> PROBLEM TO SOLVE
Reproduce every one of the entries below word for word.

-- begin TASK INPUT --

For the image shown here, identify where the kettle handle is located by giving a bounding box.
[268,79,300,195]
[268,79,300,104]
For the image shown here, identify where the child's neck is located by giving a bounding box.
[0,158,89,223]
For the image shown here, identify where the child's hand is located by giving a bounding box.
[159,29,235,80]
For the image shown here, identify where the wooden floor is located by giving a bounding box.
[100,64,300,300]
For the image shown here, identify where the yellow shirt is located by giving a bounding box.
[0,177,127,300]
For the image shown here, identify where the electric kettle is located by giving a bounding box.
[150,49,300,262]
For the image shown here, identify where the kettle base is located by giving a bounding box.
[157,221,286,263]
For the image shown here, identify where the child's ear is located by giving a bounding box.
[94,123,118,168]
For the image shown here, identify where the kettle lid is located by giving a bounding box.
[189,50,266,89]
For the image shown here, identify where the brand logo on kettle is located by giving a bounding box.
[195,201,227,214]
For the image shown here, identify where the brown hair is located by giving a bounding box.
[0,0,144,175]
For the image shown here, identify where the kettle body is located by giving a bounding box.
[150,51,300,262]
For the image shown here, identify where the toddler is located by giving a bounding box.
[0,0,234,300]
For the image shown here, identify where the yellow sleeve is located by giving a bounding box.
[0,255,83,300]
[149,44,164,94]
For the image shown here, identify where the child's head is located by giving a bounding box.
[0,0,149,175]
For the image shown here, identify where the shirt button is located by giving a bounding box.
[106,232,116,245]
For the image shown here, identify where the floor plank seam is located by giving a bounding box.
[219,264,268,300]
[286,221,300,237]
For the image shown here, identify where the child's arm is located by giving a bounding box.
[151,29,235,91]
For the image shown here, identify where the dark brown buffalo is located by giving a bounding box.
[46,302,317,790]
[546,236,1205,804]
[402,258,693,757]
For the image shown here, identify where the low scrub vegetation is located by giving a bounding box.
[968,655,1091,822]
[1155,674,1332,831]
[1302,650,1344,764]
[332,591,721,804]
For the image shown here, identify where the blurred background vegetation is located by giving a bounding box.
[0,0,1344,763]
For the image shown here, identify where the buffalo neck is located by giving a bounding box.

-- end TASK INPUT --

> WRITTEN REPLY
For the image shown here, identify where the kettle handle is located by giving a bounding box.
[268,79,300,195]
[268,79,300,104]
For the image shown here, identify where the child's neck is located by giving a bounding box.
[0,158,89,223]
For the image shown here, identify where the child's hand is located by giving a bounding box.
[159,29,235,80]
For the image shown here, identify where the wooden floor is located by giving a bounding box.
[100,64,300,300]
For the image shown here, identify where the yellow shirt is located by giving a bounding box.
[0,177,127,300]
For the image shown here, identify where the electric kettle is located by giving a bounding box.
[150,49,300,262]
For the image shown here, identify where the kettle base is located by giving a bounding box.
[157,221,286,263]
For the image shown here, identify where the child's ear is located by giving a bounding box.
[94,123,118,168]
For the image shown here, identify where the kettle lid is located by giving a bounding box.
[189,50,266,89]
For the image shown here, identify where the brand logo on kettle is located by giving a bounding box.
[195,201,227,214]
For the image shown here, identify where the brown hair is located by giving a bounding box.
[0,0,144,175]
For the image shown here, identify where the kettle body is located by giving a bounding box.
[150,51,300,262]
For the image shown here, identify where the toddler is located by giving a bounding box.
[0,0,234,300]
For the image shown here, identify where the yellow sleeve is located by giving a bounding box.
[0,255,83,300]
[149,44,164,94]
For the image shown here, identify where the child's head is located by giving a bounding box.
[0,0,149,175]
For the image shown here, identify where the shirt button is located by giving a bounding box.
[106,232,116,245]
For the image shown here, identify where the floor plank seam is located by giving a bounding box.
[219,264,268,300]
[286,221,300,237]
For the image shown here, identify where the child's arm is located by giving a bounding box.
[151,29,235,91]
For the image shown here, identify where the dark brown buffalo is located by giving a bounding box.
[46,302,317,790]
[546,236,1205,804]
[402,258,693,757]
For the image shown here, identify where the low scrub vegetation is located by giving a bounding box.
[968,655,1091,822]
[1155,674,1332,831]
[1302,650,1344,764]
[332,591,721,804]
For the image shown here, identify where the blurred background vegetation is located by giving a bounding box.
[0,0,1344,763]
For the image shown here, identify where the buffalo neck is located by giving a bounding box.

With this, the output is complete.